* DATA SHOWN *
- - - - -
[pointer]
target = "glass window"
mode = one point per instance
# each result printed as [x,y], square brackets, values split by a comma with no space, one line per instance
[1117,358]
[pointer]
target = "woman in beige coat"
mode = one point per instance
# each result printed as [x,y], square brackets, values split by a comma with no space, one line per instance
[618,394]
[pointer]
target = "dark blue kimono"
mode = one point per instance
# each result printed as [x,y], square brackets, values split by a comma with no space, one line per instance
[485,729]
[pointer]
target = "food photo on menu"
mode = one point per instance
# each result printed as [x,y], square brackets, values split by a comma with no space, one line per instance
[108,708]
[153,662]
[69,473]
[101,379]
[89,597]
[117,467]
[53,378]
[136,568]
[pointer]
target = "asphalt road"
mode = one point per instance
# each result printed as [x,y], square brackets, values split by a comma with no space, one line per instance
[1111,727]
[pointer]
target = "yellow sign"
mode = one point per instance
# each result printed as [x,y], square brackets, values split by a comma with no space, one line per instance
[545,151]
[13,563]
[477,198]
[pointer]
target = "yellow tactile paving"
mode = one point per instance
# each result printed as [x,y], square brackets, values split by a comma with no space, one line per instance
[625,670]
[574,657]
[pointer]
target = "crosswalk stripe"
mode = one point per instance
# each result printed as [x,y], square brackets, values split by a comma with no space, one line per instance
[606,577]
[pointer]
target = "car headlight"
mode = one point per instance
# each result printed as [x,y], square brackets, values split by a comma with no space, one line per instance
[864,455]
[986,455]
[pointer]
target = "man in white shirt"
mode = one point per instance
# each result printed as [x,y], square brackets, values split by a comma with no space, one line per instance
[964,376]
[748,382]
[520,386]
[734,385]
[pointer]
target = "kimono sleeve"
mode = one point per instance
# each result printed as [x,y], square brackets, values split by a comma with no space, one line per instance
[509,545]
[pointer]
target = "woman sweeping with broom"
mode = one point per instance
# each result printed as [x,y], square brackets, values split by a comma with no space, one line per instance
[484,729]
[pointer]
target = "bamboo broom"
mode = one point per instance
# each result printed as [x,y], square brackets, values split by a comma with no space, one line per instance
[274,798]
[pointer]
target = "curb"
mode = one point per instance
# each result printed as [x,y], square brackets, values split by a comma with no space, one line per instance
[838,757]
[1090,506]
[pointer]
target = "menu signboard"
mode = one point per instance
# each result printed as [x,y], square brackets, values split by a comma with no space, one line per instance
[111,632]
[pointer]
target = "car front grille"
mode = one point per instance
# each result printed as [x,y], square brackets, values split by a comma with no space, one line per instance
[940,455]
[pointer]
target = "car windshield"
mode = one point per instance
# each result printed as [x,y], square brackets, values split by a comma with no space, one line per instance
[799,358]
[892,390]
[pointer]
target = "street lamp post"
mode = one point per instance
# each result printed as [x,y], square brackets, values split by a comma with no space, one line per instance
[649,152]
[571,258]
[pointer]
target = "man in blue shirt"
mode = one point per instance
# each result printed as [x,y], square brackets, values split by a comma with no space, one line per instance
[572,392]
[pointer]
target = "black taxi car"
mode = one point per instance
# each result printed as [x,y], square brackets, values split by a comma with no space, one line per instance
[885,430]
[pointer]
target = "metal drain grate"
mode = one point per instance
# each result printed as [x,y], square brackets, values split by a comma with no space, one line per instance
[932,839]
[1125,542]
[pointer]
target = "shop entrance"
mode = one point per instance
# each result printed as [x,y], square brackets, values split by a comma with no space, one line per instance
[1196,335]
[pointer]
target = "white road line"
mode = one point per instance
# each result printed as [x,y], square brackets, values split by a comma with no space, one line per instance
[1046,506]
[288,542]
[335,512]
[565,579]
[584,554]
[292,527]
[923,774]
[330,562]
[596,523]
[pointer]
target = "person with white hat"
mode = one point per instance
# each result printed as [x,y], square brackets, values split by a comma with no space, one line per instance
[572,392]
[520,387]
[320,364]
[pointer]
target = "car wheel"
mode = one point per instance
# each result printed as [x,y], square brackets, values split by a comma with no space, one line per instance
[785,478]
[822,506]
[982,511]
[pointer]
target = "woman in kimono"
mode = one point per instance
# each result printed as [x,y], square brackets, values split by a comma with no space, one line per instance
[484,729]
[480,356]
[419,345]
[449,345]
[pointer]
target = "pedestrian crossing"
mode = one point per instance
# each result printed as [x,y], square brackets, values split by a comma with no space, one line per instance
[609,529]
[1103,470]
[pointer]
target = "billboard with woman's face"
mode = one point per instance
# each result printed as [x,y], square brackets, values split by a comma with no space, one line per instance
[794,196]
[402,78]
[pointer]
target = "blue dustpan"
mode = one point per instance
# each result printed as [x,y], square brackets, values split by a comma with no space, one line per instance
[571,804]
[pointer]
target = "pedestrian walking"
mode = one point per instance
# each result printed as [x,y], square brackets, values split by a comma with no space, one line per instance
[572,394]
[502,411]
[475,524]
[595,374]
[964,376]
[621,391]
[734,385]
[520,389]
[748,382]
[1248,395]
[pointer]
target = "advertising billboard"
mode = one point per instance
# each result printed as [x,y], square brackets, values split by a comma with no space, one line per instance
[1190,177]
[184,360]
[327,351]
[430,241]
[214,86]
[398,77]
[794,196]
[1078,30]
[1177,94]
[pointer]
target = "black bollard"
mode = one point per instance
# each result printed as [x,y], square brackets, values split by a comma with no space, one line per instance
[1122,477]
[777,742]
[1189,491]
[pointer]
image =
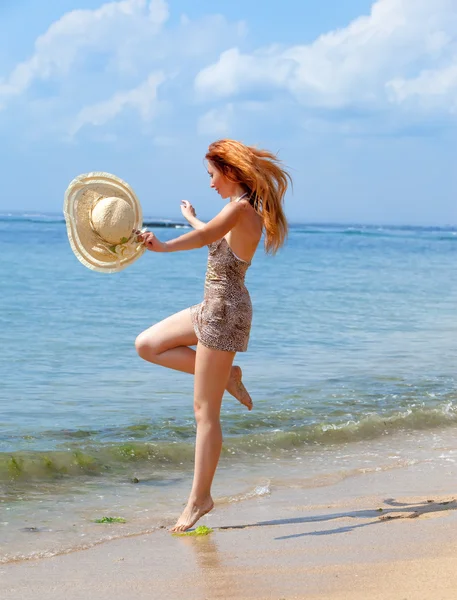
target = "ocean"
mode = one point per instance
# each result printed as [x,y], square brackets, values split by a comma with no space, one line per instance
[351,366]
- - - - -
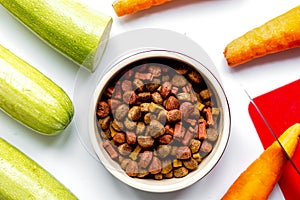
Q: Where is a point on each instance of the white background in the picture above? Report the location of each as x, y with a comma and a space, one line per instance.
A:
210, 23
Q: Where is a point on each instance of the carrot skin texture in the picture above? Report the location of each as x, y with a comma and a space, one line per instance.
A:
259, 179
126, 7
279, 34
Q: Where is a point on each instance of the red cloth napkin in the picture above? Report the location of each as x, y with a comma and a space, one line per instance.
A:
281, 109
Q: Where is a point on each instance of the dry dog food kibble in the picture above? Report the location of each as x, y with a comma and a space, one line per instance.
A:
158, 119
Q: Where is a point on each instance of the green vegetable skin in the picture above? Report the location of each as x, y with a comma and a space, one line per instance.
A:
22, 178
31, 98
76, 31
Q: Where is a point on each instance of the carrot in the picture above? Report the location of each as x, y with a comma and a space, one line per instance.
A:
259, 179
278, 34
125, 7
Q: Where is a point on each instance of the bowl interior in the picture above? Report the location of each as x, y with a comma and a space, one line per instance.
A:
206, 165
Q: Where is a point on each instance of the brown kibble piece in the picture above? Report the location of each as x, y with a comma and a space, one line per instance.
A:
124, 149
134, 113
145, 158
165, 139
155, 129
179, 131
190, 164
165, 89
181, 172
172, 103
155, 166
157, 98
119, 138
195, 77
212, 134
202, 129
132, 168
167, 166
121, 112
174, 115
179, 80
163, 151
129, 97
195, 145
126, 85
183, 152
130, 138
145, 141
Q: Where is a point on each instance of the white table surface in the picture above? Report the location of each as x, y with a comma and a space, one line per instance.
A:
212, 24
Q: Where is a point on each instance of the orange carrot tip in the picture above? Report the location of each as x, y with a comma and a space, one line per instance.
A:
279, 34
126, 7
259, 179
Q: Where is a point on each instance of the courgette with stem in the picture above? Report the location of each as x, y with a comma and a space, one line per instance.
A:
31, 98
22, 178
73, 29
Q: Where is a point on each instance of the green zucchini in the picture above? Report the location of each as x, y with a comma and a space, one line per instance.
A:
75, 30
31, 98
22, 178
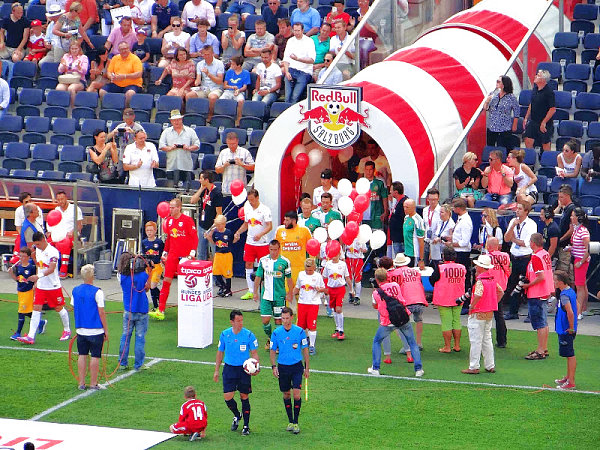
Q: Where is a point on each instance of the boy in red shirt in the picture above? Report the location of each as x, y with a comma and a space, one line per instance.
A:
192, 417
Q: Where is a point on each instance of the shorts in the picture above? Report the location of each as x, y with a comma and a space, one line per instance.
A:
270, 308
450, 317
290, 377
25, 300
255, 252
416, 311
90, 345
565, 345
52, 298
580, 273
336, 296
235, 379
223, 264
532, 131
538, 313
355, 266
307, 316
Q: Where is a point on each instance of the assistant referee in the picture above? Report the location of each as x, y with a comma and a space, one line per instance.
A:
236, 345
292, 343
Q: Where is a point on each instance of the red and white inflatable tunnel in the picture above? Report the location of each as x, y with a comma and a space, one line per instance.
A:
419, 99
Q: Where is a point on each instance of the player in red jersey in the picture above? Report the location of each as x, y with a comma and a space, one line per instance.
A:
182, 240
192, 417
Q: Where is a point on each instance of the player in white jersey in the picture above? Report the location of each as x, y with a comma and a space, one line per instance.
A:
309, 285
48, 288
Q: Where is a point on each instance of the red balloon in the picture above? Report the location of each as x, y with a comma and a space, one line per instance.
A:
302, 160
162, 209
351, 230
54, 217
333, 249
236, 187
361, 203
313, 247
- - - - -
* STATED TASK *
Locate each line in the material above that contains the word "carrot" and reproduce every such line in full.

* FULL SOLUTION *
Q: Where is a point on each instance of the carrot skin texture in the picture above? Report the location of each as x, y with a comma and a space, one line per instance.
Q: Where is a point on each instance of the carrot in the picture above? Report the location of each as x, y with a comma and a space, one line per instance.
Q: Where is a point on each instance of the orange carrot tip in the picture above? Report the location of each as x, y with a comma and a space, one line per instance.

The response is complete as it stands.